> **TRECHO SELECIONADO**:
┌──

Pensar racionalmente as questões morais implica denunciar tudo aquilo que aparece como virtude, desmascarando-o na sua falsidade. Mas com isso Sócrates põe o dedo na ferida da própria Atenas, que mergulhara em vícios e na corrupção, e fingia ser justa. Os poderosos decidem condená-lo. O pretexto é o de ofender os deuses da cidade e corromper a juventude. Baseia-se, esta última acusação, no fato de Sócrates não esconder seus hábitos homossexuais (um comportamento permitido e comum na época). Procurava cercar-se sempre de rapazes jovens e belos.
“Estás enganado, se pensas que um homem de bem deve ficar pensando, ao praticar seus atos, sobre as possibilidades de vida ou de morte. O homem de valor moral deve considerar apenas, em seus atos, se eles são justos ou injustos, corajosos ou covardes”. Sócrates
A defesa que Sócrates faz de si próprio, relatada por Platão, é um libelo (exposição articulada do que se pretende provar contra um réu) contra os que o julgam. Altivo, não pede clemência. Sua morte é decretada a contragosto. Espera-se que ele fuja - as autoridades poderiam fazer vistas grossas - mas Sócrates, cidadão ateniense, acha que a lei é soberana. Despede-se serenamente dos amigos e morre tomando um cálice de cicuta, veneno extraído de uma pequena planta que crescia em pântanos nos arredores da cidade.

PLATÃO E O MUNDO DO OUTRO

Platão (c. 428-347 a.C.), o mais importante continuador da obra de Sócrates, é quem dá à filosofia a sua primeira grande sistematização. Desde as investigações dos filósofos pioneiros, sobre o princípio do mundo, ou as exigências lógicas de Parmênides e Zenão, e os impasses a respeito do movimento e da pluralidade das coisas, até as questões sobre os valores humanos (formuladas, de um lado, pelos sofistas e, de outro, por Sócrates), passando pelos rigorosos estudos matemáticos dos pitagóricos, todos esses aspectos, que constituíram os temas do pensamento ocidental, encontram-se não apenas sintetizados, mas também colocados em novos termos, por Platão.
A força dessa síntese é tal que, em pleno século XX, o filósofo inglês Alfred N. Whitehead dirá que a história da filosofia não passa de uma sucessão de notas de rodapé da obra de Platão. Ou, como afirmará o francês François Châtelet, somos todos discípulos de Platão. Exagerados ou não, esses comentários referem-se ao fato de que praticamente tudo o que a filosofia, a partir de Platão, irá tomar como tema, tem origem nele, seja para aprofundar o pensamento, seja para refutá-lo.

└──

> **DADOS FORNECIDOS**:
┌──

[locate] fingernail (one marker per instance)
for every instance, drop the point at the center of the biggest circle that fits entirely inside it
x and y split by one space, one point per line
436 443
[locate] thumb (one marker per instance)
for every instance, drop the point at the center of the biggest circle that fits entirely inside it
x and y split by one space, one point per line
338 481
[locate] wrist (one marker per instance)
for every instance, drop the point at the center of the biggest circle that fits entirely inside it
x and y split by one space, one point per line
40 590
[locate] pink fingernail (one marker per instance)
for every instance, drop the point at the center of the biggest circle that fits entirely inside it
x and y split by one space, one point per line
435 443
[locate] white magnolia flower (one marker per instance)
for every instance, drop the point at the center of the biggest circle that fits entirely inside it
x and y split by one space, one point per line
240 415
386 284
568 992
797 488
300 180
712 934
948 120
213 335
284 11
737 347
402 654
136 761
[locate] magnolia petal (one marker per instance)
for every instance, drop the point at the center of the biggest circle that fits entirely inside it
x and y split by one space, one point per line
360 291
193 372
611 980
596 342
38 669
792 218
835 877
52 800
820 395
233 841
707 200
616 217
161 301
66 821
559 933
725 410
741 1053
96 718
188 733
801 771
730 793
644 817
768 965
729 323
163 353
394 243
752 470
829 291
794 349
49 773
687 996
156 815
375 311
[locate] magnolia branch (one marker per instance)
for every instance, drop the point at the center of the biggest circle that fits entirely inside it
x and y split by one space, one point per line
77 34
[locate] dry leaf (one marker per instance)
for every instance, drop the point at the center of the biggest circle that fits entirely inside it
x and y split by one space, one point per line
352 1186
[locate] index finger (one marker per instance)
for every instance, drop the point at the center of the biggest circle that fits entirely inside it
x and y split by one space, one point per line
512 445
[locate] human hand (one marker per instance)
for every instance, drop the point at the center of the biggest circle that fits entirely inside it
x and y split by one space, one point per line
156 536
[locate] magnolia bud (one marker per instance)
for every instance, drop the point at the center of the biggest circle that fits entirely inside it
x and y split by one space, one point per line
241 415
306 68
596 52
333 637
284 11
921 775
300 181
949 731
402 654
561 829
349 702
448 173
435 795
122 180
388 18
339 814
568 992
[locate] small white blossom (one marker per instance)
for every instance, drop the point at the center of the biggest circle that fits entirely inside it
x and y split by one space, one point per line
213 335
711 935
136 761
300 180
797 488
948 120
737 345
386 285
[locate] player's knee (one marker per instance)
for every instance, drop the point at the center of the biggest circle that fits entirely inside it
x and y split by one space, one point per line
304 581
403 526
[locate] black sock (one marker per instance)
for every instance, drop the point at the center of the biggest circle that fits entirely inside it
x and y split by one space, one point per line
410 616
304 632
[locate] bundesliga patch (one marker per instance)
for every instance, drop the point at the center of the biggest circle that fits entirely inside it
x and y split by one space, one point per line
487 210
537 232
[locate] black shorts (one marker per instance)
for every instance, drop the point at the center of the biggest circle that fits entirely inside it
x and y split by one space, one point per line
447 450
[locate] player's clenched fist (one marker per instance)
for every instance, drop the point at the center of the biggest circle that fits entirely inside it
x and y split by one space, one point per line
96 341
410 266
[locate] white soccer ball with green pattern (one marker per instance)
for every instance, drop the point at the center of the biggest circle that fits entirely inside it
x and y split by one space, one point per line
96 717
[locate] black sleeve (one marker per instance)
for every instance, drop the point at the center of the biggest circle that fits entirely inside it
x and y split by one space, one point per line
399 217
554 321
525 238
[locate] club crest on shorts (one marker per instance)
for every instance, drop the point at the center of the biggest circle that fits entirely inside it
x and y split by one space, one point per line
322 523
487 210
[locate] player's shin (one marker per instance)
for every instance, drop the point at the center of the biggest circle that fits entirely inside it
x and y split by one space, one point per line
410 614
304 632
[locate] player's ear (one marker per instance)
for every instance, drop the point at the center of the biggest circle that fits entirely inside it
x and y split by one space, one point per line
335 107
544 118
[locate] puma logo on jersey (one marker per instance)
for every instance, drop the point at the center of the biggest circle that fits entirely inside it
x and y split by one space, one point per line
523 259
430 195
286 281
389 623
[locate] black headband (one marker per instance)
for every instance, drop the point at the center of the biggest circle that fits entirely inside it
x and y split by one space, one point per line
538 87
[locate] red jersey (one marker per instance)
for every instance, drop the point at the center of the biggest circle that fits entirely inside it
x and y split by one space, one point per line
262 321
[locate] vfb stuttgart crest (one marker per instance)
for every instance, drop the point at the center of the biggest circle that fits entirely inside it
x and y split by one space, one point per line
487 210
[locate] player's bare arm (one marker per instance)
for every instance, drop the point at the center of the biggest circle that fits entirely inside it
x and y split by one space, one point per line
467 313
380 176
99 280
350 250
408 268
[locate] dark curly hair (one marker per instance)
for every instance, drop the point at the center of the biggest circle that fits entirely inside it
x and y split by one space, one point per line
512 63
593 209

└──

> **TAREFAS**:
1. Copie do trecho sobre Sócrates e Platão a parte que começa nas palavras "PLATÃO E O MUNDO" e termina depois de "termos, por Platão.".
2. Responda com base no trecho sobre Sócrates e Platão:
(a) Que veneno Sócrates toma ao morrer?
(b) Que filósofo inglês disse que a história da filosofia não passa de uma sucessão de notas de rodapé da obra de Platão?
(c) Quais são os dois pretextos usados para condenar Sócrates?
3. Dê a continuação do trecho sobre Sócrates e Platão a partir da última frase apresentada.
Os dados não têm nenhuma relação com o trecho.

> **RESPOSTAS EM ORDEM**:
1.
PLATÃO E O MUNDO DO OUTRO

Platão (c. 428-347 a.C.), o mais importante continuador da obra de Sócrates, é quem dá à filosofia a sua primeira grande sistematização. Desde as investigações dos filósofos pioneiros, sobre o princípio do mundo, ou as exigências lógicas de Parmênides e Zenão, e os impasses a respeito do movimento e da pluralidade das coisas, até as questões sobre os valores humanos (formuladas, de um lado, pelos sofistas e, de outro, por Sócrates), passando pelos rigorosos estudos matemáticos dos pitagóricos, todos esses aspectos, que constituíram os temas do pensamento ocidental, encontram-se não apenas sintetizados, mas também colocados em novos termos, por Platão.

2.
(a) Cicuta.
(b) Alfred N. Whitehead.
(c) Ofender os deuses da cidade e corromper a juventude.

3.
Para Platão, a vida de Atenas é a prova viva do que mostrava Sócrates ao denunciar, com suas perguntas, o falso saber dos homens, sobretudo no que se refere aos valores humanos. Como Platão mesmo afirma numa carta autobiográfica (Carta VII), a política ateniense, que se orgulhava de ter um governo o mais justo, degenerava de injustiça em injustiça. "A legislação e a moralidade estavam a tal ponto corrompidas que eu, antes cheio de ardor para trabalhar para o bem público, considerando essa situação e vendo que tudo rumava à deriva, acabei por ficar aturdido”, escreveu. A condenação e a morte de Sócrates em 399 a.C. resumem esse estado de coisas.
Desiludido, Platão abandona o ideal de participação política alimentado desde a juventude: “Fui então irresistivelmente levado a louvar a verdadeira filosofia e a proclamar que somente à sua luz se pode reconhecer onde está a justiça na vida pública e na vida privada”. Compra então uma propriedade (a Academos) nos arredores de Atenas e ali funda, por volta de 387 a.C., uma escola, a Academia, onde desenvolve seus estudos.
A Academia não é uma instituição escolar no sentido moderno. É antes uma espécie de irmandade, com certas conotações religiosas, em que se discute livremente a respeito de temas como matemática, música. E astronomia, além de questões propriamente filosóficas. Na entrada, um lema indica a inspiração pitagórica: "Não entre quem não saiba geometria”.

Pela dialética, a theoría

Platão faz da crise política da cidade um tema de reflexão. Procura um fundamento sólido e inabalável para a conduta humana, pois as ações não se justificam por si mesmas, nem as opiniões, ligadas a essas ações. É preciso afastar-se da vida prática dos homens, desviando o olhar para um outro lugar onde se possa encontrar a Verdade, para fazer dela matéria de contemplação (theoría): o abandono da política significa essa opção radical pela teoria.
Mas, se somente a teoria pode fornecer os critérios firmes para as ações humanas, o que assegura os critérios da própria teoria? Só há uma saída: a teoria mesma. Ela, e só ela, pode proporcionar, a cada passo, a sua justificação. Por isso, Platão é levado a desenvolver um pensamento sistemático, coerente, sem lacunas e que enfrente com seus recursos todas as dificuldades. Do problema político-moral inicial, a sua indagação vai desdobrar-se em várias direções, todas interligadas.
A possibilidade do conhecimento teórico, que se autofundamente e que proclame a sua validade unicamente pela força de suas demonstrações, é dada pelo método que Platão denomina ”dialética". Na origem, esta palavra designava a técnica da discussão, e nesse sentido é a arte cultivada e ensinada pelos sofistas. Mas, para Platão, dialética é outra coisa. Seu modelo são os Diálogos de Sócrates, cujo encadeamento preciso de raciocínios impossibilitava refutações.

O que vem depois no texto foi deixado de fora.